• MATERIAL FOR THE TASK:
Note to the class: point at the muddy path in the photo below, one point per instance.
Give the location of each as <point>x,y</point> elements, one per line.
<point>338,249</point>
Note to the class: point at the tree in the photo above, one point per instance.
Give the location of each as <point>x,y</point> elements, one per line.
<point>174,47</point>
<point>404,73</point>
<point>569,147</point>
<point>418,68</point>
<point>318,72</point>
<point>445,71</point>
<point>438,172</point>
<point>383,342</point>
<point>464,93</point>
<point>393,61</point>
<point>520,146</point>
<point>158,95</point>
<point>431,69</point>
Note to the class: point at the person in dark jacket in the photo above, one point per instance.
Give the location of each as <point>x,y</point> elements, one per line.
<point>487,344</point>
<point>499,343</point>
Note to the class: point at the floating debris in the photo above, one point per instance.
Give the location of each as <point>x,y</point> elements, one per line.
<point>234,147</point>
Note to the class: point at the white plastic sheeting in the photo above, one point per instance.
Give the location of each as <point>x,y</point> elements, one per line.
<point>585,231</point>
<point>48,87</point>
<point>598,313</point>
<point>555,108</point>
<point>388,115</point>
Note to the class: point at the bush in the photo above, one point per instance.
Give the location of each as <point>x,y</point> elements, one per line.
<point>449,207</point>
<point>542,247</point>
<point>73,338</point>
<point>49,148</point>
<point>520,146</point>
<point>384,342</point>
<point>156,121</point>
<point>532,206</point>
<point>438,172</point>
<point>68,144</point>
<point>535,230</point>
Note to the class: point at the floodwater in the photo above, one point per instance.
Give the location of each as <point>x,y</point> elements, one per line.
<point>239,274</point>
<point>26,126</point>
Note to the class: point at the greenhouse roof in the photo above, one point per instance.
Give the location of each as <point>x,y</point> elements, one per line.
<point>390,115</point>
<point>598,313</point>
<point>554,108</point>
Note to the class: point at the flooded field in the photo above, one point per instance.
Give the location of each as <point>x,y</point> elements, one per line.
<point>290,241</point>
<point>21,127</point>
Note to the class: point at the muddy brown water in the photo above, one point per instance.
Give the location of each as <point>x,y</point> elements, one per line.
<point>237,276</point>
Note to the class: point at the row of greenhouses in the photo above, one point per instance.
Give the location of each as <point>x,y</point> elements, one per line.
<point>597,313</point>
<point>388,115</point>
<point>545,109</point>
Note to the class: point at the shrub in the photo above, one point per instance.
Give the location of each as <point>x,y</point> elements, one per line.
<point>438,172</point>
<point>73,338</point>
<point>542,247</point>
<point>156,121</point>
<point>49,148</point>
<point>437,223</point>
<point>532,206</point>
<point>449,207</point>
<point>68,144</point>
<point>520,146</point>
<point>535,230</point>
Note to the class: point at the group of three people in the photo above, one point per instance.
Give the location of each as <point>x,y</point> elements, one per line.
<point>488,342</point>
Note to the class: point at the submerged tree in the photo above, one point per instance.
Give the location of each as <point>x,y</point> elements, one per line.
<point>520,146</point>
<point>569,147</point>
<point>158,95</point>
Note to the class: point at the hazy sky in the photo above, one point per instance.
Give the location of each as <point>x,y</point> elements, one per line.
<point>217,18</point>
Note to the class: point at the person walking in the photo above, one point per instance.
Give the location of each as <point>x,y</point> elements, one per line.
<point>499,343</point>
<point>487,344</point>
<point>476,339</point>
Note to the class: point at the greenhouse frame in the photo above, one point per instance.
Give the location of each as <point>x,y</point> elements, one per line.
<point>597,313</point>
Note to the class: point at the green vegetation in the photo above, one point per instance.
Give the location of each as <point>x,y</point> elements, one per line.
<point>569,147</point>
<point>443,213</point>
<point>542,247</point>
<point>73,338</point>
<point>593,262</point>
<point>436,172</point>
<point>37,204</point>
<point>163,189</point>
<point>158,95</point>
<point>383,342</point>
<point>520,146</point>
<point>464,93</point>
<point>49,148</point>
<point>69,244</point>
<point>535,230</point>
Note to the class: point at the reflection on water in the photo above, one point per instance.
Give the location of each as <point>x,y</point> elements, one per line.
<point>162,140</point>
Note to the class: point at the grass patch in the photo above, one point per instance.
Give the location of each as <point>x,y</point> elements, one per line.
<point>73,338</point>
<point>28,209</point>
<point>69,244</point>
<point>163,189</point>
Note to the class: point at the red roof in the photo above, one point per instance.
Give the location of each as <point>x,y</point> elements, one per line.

• AIM OF THE EXERCISE: Copy all of the material above, swapping "one point per instance" for "a single point for each one" every time it appears and keeping everything else the same.

• EXERCISE RESPONSE:
Note to the class: point at the muddy path in the photo below, a single point for each one.
Give the location of each as <point>x,y</point> elements, one per line.
<point>338,249</point>
Note to the class: point at the tree in the photo above, a single point for each one.
Give the location of each as <point>x,y</point> elements, one per line.
<point>174,47</point>
<point>404,73</point>
<point>569,147</point>
<point>418,68</point>
<point>318,72</point>
<point>445,71</point>
<point>438,172</point>
<point>383,342</point>
<point>464,93</point>
<point>393,61</point>
<point>520,146</point>
<point>158,95</point>
<point>431,69</point>
Note to the class: point at the person in dark jacket in the photo above, a single point for each one.
Give the location of each as <point>x,y</point> elements, one per line.
<point>487,344</point>
<point>499,343</point>
Note to the class: point at the floating debris in the photo above, a single point for each one.
Give the location of each as <point>x,y</point> elements, one per line.
<point>234,147</point>
Note to the class: point at the white plastic sheeting in the photo above, a single point for each one.
Give the location of each as <point>x,y</point> elements, one per line.
<point>585,231</point>
<point>48,87</point>
<point>598,313</point>
<point>555,108</point>
<point>388,115</point>
Note to the class: point at the bush in the photo above, a single point for each one.
Give the location of each as <point>x,y</point> elements, one per line.
<point>449,207</point>
<point>542,247</point>
<point>73,338</point>
<point>49,148</point>
<point>520,146</point>
<point>384,342</point>
<point>156,121</point>
<point>532,206</point>
<point>438,172</point>
<point>68,144</point>
<point>535,230</point>
Note to the class: point at the floodwater in the photo above, a single point for each one.
Give the location of each as <point>x,y</point> elements, one per line.
<point>239,274</point>
<point>26,126</point>
Note to the class: point at the greenhouse roof in the photo above, a single point for each one.
Give the location of each as <point>x,y</point> elements, one per line.
<point>390,115</point>
<point>598,313</point>
<point>554,108</point>
Note to the class: point at the flooded field in the photo above, a single point for each one.
Give the location of each as <point>x,y</point> elements, one per line.
<point>290,241</point>
<point>21,127</point>
Note to the class: point at the muddy brown water in the photo above, a single point for each one.
Give the location of each as <point>x,y</point> elements, one per line.
<point>237,276</point>
Note to the class: point at the row of greenhouses in the photo above, a single point for each one.
Give the location of each as <point>x,y</point> elements, one per line.
<point>597,313</point>
<point>388,115</point>
<point>545,109</point>
Note to the class: point at the shrub in the photo above, a single point for each one.
Give the location of each as <point>x,y</point> elements, one per line.
<point>438,172</point>
<point>73,338</point>
<point>542,247</point>
<point>156,121</point>
<point>49,148</point>
<point>437,223</point>
<point>532,206</point>
<point>449,207</point>
<point>68,144</point>
<point>520,146</point>
<point>535,230</point>
Note to the class: point at the group of three people in the photo above, a single point for each one.
Give the location of each as <point>x,y</point> elements, one per line.
<point>488,342</point>
Note to the class: point at the submerged tree in the photo above, a single point for each one.
Give the location of each as <point>x,y</point> elements, one per line.
<point>520,146</point>
<point>569,147</point>
<point>158,95</point>
Note to the class: point at the hazy sky in the photo above, a single point for each one.
Give the location of each as <point>x,y</point> elements, one per line.
<point>217,18</point>
Note to the class: point at the person walking in the photo above, a single point for each one.
Give the location of each as <point>x,y</point> elements, one per line.
<point>499,343</point>
<point>487,344</point>
<point>476,339</point>
Note to the class: point at the greenhouse frame in the photo above, a single point for each one.
Give the location of each as <point>x,y</point> elements, one per line.
<point>597,313</point>
Note to the class: point at the green vegetation in the photo above, a single point for each one.
Give the location of each as <point>x,y</point> elements, one per line.
<point>569,147</point>
<point>443,213</point>
<point>542,247</point>
<point>73,338</point>
<point>593,262</point>
<point>436,172</point>
<point>37,204</point>
<point>163,189</point>
<point>158,95</point>
<point>383,342</point>
<point>520,146</point>
<point>464,93</point>
<point>49,148</point>
<point>69,244</point>
<point>535,230</point>
Note to the class: point at the reflection on water in the photo above, a single point for each one.
Give the location of each as <point>x,y</point> elements, one per line.
<point>162,140</point>
Note to the class: point at the grass patch in the photo above, a single point for each one.
Give the location of each as <point>x,y</point> elements, one per line.
<point>73,338</point>
<point>28,209</point>
<point>69,244</point>
<point>163,189</point>
Note to the class: point at the red roof in the photo above, a single point for each one.
Give the location of each as <point>x,y</point> elements, one per line.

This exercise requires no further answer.